- [Data to process]:
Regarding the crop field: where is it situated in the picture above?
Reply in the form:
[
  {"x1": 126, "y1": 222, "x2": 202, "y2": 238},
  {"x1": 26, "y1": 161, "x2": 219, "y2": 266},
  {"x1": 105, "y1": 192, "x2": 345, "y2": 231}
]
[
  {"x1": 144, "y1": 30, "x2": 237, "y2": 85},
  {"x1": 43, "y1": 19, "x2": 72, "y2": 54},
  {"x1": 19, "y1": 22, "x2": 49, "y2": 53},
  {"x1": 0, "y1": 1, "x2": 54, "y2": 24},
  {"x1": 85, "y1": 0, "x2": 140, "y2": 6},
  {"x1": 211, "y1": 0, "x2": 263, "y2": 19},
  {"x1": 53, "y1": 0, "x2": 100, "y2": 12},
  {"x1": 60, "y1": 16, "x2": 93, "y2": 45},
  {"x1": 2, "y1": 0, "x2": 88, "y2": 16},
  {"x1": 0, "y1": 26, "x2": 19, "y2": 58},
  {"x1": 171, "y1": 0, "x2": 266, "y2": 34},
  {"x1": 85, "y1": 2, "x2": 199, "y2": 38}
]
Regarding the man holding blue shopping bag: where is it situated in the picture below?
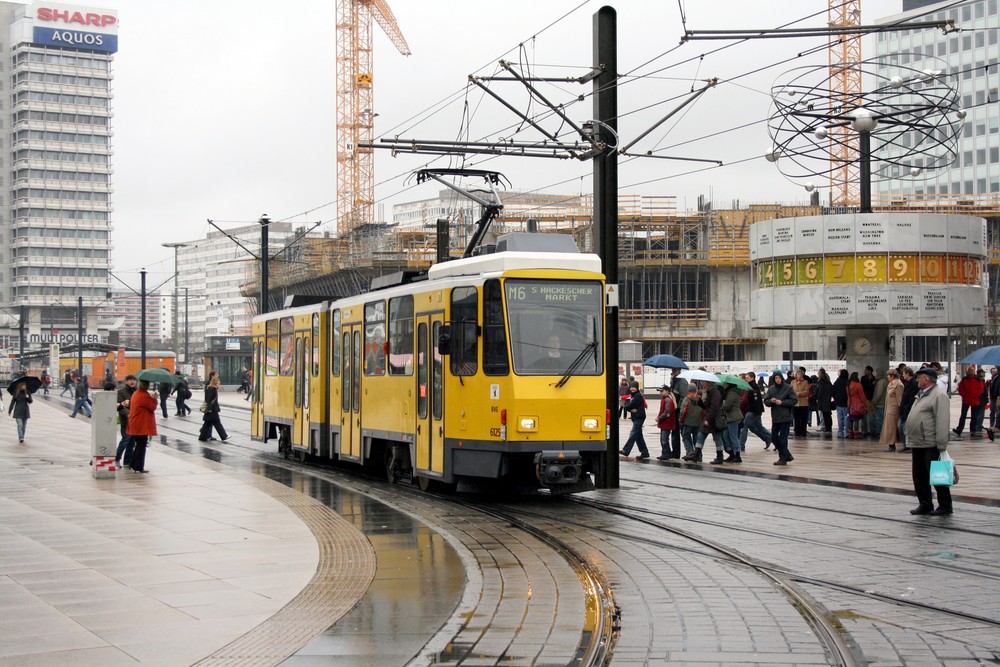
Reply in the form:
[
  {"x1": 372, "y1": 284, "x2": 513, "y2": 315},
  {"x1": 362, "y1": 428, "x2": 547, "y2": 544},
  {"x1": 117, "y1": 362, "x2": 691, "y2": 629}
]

- [Problem statement]: Find each line in the records above that contains "Regarding", and copy it.

- [Exercise response]:
Regarding the crop field: where is it situated in the picture above?
Regarding the man holding blue shopping bag: where is it situated in the picture below?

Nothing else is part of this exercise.